══ DATA IN THIS EXERCISE ══

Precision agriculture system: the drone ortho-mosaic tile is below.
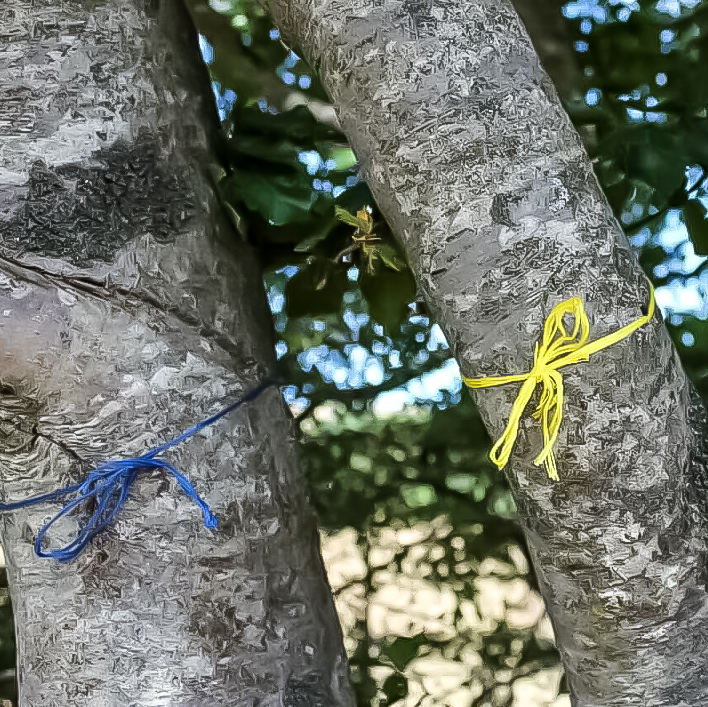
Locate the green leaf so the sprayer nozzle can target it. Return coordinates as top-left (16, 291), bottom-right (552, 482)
top-left (683, 199), bottom-right (708, 255)
top-left (376, 248), bottom-right (405, 272)
top-left (334, 206), bottom-right (369, 232)
top-left (382, 633), bottom-right (428, 670)
top-left (285, 259), bottom-right (349, 317)
top-left (382, 673), bottom-right (408, 705)
top-left (359, 263), bottom-right (416, 335)
top-left (220, 169), bottom-right (317, 226)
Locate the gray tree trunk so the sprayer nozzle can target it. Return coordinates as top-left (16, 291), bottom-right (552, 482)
top-left (0, 0), bottom-right (353, 707)
top-left (268, 0), bottom-right (708, 707)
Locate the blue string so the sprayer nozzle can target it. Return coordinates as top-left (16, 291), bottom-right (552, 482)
top-left (0, 380), bottom-right (276, 562)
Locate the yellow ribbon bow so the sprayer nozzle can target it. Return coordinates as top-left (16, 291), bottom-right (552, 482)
top-left (462, 286), bottom-right (654, 481)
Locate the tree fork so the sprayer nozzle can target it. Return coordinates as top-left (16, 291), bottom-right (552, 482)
top-left (267, 0), bottom-right (708, 707)
top-left (0, 0), bottom-right (353, 707)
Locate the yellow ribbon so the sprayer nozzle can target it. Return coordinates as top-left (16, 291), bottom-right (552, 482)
top-left (462, 287), bottom-right (654, 481)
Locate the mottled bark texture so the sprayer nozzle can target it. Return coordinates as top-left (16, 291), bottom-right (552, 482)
top-left (0, 0), bottom-right (352, 707)
top-left (269, 0), bottom-right (708, 707)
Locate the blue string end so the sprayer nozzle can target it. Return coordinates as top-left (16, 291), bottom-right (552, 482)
top-left (0, 379), bottom-right (276, 562)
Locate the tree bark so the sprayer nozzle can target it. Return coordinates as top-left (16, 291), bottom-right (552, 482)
top-left (268, 0), bottom-right (708, 707)
top-left (0, 0), bottom-right (353, 707)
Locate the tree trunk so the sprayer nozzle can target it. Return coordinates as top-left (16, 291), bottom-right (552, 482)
top-left (0, 0), bottom-right (353, 707)
top-left (269, 0), bottom-right (708, 707)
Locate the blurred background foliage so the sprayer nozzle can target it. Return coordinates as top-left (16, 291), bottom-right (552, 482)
top-left (5, 0), bottom-right (708, 707)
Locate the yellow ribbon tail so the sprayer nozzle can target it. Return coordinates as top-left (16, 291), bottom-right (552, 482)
top-left (462, 285), bottom-right (655, 481)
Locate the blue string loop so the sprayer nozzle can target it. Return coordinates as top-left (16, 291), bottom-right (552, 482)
top-left (0, 379), bottom-right (276, 562)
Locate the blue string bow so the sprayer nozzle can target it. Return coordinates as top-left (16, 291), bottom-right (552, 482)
top-left (0, 380), bottom-right (275, 562)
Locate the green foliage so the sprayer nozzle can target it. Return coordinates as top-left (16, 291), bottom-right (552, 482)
top-left (561, 0), bottom-right (708, 396)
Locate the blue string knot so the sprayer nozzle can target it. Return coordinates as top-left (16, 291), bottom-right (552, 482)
top-left (0, 380), bottom-right (275, 562)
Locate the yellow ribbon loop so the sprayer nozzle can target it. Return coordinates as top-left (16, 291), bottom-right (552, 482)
top-left (462, 286), bottom-right (654, 481)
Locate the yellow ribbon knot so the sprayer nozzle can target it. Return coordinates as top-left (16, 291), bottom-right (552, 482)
top-left (462, 286), bottom-right (654, 481)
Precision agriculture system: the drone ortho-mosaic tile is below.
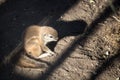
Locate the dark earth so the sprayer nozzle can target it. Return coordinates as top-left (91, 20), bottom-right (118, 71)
top-left (0, 0), bottom-right (120, 80)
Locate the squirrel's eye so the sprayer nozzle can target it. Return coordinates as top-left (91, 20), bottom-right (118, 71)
top-left (50, 36), bottom-right (53, 38)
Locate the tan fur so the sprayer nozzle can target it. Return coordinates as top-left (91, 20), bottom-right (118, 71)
top-left (23, 25), bottom-right (58, 58)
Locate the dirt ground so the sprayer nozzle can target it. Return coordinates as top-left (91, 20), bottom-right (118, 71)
top-left (0, 0), bottom-right (120, 80)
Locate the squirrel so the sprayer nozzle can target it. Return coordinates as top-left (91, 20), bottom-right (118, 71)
top-left (8, 25), bottom-right (58, 68)
top-left (23, 25), bottom-right (58, 59)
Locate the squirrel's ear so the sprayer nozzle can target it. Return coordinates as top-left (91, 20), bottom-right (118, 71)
top-left (43, 33), bottom-right (47, 36)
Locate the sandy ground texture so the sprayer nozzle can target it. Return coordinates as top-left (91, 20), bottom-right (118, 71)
top-left (0, 0), bottom-right (120, 80)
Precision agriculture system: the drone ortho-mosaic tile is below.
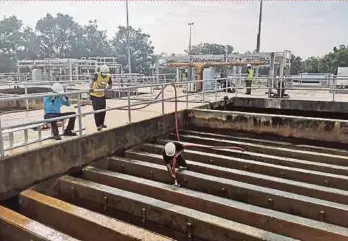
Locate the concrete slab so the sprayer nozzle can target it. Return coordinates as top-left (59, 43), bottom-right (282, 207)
top-left (0, 88), bottom-right (232, 155)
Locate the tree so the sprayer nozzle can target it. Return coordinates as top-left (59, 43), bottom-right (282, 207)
top-left (16, 27), bottom-right (40, 59)
top-left (111, 26), bottom-right (155, 74)
top-left (185, 43), bottom-right (234, 55)
top-left (0, 16), bottom-right (23, 72)
top-left (72, 20), bottom-right (112, 58)
top-left (36, 13), bottom-right (83, 58)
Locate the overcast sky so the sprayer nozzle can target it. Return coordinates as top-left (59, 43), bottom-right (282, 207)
top-left (0, 0), bottom-right (348, 57)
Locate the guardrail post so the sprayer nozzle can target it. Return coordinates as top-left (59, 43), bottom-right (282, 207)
top-left (24, 83), bottom-right (29, 110)
top-left (0, 117), bottom-right (5, 157)
top-left (161, 85), bottom-right (164, 115)
top-left (202, 80), bottom-right (205, 102)
top-left (186, 82), bottom-right (189, 109)
top-left (127, 86), bottom-right (132, 124)
top-left (267, 53), bottom-right (274, 98)
top-left (214, 79), bottom-right (217, 101)
top-left (77, 93), bottom-right (83, 136)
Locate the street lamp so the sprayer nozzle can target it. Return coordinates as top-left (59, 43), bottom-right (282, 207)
top-left (126, 0), bottom-right (132, 74)
top-left (188, 23), bottom-right (194, 81)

═══

▶ [DO THIS]: Copy every entry above word for word, leaving out the pictures.

▶ [SOLUTION FOR THIS PROBLEM]:
Precision agriculture system: the drone ortho-mosaic tile is below.
Locate the green leaf so the sprayer nozzle can target it. Return coordinates as top-left (16, 291), bottom-right (552, 482)
top-left (683, 199), bottom-right (708, 255)
top-left (376, 248), bottom-right (405, 272)
top-left (334, 206), bottom-right (369, 232)
top-left (382, 633), bottom-right (428, 670)
top-left (285, 259), bottom-right (349, 317)
top-left (382, 673), bottom-right (408, 705)
top-left (359, 263), bottom-right (416, 335)
top-left (220, 169), bottom-right (317, 226)
Locate the gray tree trunk so the sprayer nozzle can target it. Return coordinates as top-left (16, 291), bottom-right (552, 482)
top-left (0, 0), bottom-right (353, 707)
top-left (268, 0), bottom-right (708, 707)
Locate the blue string so the sprayer nozzle can target it. Return coordinates as top-left (16, 291), bottom-right (552, 482)
top-left (0, 380), bottom-right (276, 562)
Locate the yellow ribbon bow so the sprayer nozzle can target it. Return coordinates as top-left (16, 291), bottom-right (552, 482)
top-left (462, 286), bottom-right (654, 481)
Locate the tree fork so the sprayer nozzle can target it. Return coordinates as top-left (16, 291), bottom-right (552, 482)
top-left (267, 0), bottom-right (708, 707)
top-left (0, 0), bottom-right (353, 707)
Locate the yellow ribbon so the sprayer nozzle can target it. Return coordinates as top-left (16, 291), bottom-right (552, 482)
top-left (462, 287), bottom-right (654, 481)
Locate the mottled bark texture so the sprayer nozzle can target it. Return coordinates as top-left (16, 291), bottom-right (552, 482)
top-left (0, 0), bottom-right (352, 707)
top-left (269, 0), bottom-right (708, 707)
Locate the blue string end so the sprayer nozzle can target it. Return coordinates as top-left (16, 291), bottom-right (552, 482)
top-left (0, 379), bottom-right (276, 562)
Locate the tree bark so the sprayer nozzle can target it. Return coordinates as top-left (16, 291), bottom-right (552, 482)
top-left (268, 0), bottom-right (708, 707)
top-left (0, 0), bottom-right (353, 707)
Locate the tree trunk so the sprayer nozzle can target it. Return coordinates as top-left (16, 291), bottom-right (552, 482)
top-left (0, 0), bottom-right (353, 707)
top-left (269, 0), bottom-right (708, 707)
Locate the blurred background foliage so the sprayer nozzle can target it. Return coordinates as top-left (16, 291), bottom-right (552, 482)
top-left (5, 0), bottom-right (708, 707)
Locate the yellow ribbon tail so the sprayer nozzle can target it. Return coordinates as top-left (16, 291), bottom-right (552, 482)
top-left (462, 285), bottom-right (655, 481)
Locate the blue string loop so the sprayer nozzle can target it. Return coordinates as top-left (16, 291), bottom-right (552, 482)
top-left (0, 379), bottom-right (276, 562)
Locate the blue string bow so the sprayer nozzle can target it. Return coordinates as top-left (16, 291), bottom-right (552, 482)
top-left (0, 380), bottom-right (275, 562)
Locate the green foliage so the sprayer nozzle can target it. Return coordinates as top-left (16, 291), bottom-right (552, 482)
top-left (561, 0), bottom-right (708, 396)
Locate the blue string knot so the sprayer nozzle can target it. Return coordinates as top-left (16, 291), bottom-right (552, 482)
top-left (0, 380), bottom-right (275, 562)
Locate the yellow ribbon loop so the sprayer nozzle can target it. Return coordinates as top-left (16, 291), bottom-right (552, 482)
top-left (462, 286), bottom-right (654, 481)
Locate the yellow ribbon knot so the sprayer nozzle can target it. Return coordinates as top-left (16, 291), bottom-right (552, 482)
top-left (462, 286), bottom-right (654, 481)
Precision agriculture system: the drone ortho-mosaic tile is below.
Locate the dark earth so the sprayer nozzle can target it. Return coordinates as top-left (91, 20), bottom-right (118, 71)
top-left (0, 0), bottom-right (120, 80)
Locate the squirrel's eye so the sprayer nozzle can target it. Return coordinates as top-left (91, 20), bottom-right (118, 71)
top-left (50, 36), bottom-right (53, 38)
Locate the tan fur so the sprayer nozzle can target it. Return coordinates as top-left (91, 20), bottom-right (118, 71)
top-left (23, 25), bottom-right (58, 58)
Locate the dirt ground so the sprayer nozzle can target it. Return coordinates as top-left (91, 20), bottom-right (118, 71)
top-left (0, 0), bottom-right (120, 80)
Locate the squirrel so the sprayer nozzle can target it. Return coordinates as top-left (91, 20), bottom-right (118, 71)
top-left (8, 25), bottom-right (58, 68)
top-left (23, 25), bottom-right (58, 59)
Locate the squirrel's ear so the sprayer nozzle can target it. Return coordinates as top-left (91, 20), bottom-right (118, 71)
top-left (43, 33), bottom-right (47, 36)
Locate the sandy ground texture so the sprayer nozzle can target it. Return coordinates as top-left (91, 20), bottom-right (118, 71)
top-left (0, 0), bottom-right (120, 80)
Precision agriculture system: the drone ortho-mosaic tile is below.
Locate the concrete slab so the sprayer nozzle can target it. Return coordinates as top-left (59, 43), bottom-right (282, 207)
top-left (0, 88), bottom-right (232, 155)
Locate the tree so the sprayer nozzle can target it. Return coordinates as top-left (59, 43), bottom-right (282, 207)
top-left (16, 27), bottom-right (40, 59)
top-left (111, 26), bottom-right (155, 74)
top-left (185, 43), bottom-right (234, 55)
top-left (0, 16), bottom-right (23, 72)
top-left (72, 20), bottom-right (112, 58)
top-left (36, 13), bottom-right (83, 58)
Locate the overcast sky so the sprayer nozzle can target it. Return coordinates as top-left (59, 43), bottom-right (282, 207)
top-left (0, 0), bottom-right (348, 57)
Locate the guardrail post so the sprayer nozzle can target it. Return coordinates as top-left (59, 43), bottom-right (282, 207)
top-left (24, 83), bottom-right (29, 110)
top-left (0, 117), bottom-right (5, 157)
top-left (161, 85), bottom-right (164, 115)
top-left (202, 80), bottom-right (205, 102)
top-left (186, 82), bottom-right (189, 109)
top-left (127, 86), bottom-right (132, 124)
top-left (267, 53), bottom-right (274, 98)
top-left (214, 79), bottom-right (217, 101)
top-left (77, 93), bottom-right (83, 136)
Locate the street lamp so the sprayer nozzle can target it. Return coordinates as top-left (59, 43), bottom-right (282, 207)
top-left (126, 0), bottom-right (132, 74)
top-left (188, 23), bottom-right (194, 81)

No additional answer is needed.